*What is required*
Write out, unchanged, the lines from the one holding "Task: Where can the green lawn" to the close of the listing. Both the first and last lines belong in it.

*Provided records*
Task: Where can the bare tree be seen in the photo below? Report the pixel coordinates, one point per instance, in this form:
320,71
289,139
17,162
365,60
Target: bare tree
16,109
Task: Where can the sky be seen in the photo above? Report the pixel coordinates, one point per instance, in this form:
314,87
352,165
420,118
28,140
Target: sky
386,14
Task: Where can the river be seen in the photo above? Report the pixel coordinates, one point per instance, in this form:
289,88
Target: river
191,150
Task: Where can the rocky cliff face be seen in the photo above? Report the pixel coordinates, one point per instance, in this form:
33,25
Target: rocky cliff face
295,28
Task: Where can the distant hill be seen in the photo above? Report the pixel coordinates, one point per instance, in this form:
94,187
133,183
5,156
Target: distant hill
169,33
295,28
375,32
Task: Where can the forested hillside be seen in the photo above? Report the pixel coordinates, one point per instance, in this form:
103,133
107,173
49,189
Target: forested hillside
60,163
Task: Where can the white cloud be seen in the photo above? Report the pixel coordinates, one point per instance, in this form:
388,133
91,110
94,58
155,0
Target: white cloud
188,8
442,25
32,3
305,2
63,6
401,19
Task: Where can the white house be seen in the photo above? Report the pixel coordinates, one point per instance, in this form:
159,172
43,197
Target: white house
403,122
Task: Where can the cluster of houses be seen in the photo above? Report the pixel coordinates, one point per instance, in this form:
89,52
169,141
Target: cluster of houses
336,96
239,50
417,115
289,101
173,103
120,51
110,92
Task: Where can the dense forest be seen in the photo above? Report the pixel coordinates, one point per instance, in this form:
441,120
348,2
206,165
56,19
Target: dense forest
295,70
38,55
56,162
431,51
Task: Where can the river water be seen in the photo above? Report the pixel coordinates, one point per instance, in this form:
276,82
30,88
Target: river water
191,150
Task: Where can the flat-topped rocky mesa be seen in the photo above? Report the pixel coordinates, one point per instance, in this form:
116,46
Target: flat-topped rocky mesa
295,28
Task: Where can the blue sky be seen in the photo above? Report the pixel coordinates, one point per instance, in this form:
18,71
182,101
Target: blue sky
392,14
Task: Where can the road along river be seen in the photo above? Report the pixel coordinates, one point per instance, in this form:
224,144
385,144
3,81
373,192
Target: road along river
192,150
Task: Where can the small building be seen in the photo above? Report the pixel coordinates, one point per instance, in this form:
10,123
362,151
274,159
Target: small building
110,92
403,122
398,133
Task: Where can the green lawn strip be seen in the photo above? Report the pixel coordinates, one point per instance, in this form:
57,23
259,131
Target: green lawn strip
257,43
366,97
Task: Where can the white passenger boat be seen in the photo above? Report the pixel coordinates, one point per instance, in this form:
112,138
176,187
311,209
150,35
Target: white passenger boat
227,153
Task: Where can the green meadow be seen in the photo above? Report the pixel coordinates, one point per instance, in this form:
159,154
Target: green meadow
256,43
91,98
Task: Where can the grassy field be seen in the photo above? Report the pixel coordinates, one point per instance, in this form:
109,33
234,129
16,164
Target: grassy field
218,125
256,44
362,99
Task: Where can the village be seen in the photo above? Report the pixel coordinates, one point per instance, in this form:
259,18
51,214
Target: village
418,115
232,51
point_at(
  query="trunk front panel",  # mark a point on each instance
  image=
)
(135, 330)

*Complete response*
Task: Where can the green lawn strip be seen in the photo above? Report the pixel coordinates, one point per instance, in this form:
57,23
259,131
Target: green lawn strip
257,43
366,97
Task: Where can the white passenger boat be seen in the photo above? Report the pixel coordinates, one point per instance, in this form:
112,138
176,187
311,209
150,35
Target: white passenger boat
227,153
Task: Where can the green meadow be seen in the photo above? Report the pixel coordinates, one point per instance, in this form:
159,154
Target: green meadow
256,43
91,98
Task: Where can the grassy field be seen in the photo above? Report the pixel coordinates, one point per instance, in this form:
109,33
234,129
16,164
Target: grassy field
218,125
256,44
362,99
Task: Where can the village be seen in the photo above? Report the pixel coordinates, one point per instance, in this form:
259,18
51,214
Target: village
418,115
232,51
point_at(
  query="trunk front panel",  # mark a point on each instance
  image=
)
(135, 330)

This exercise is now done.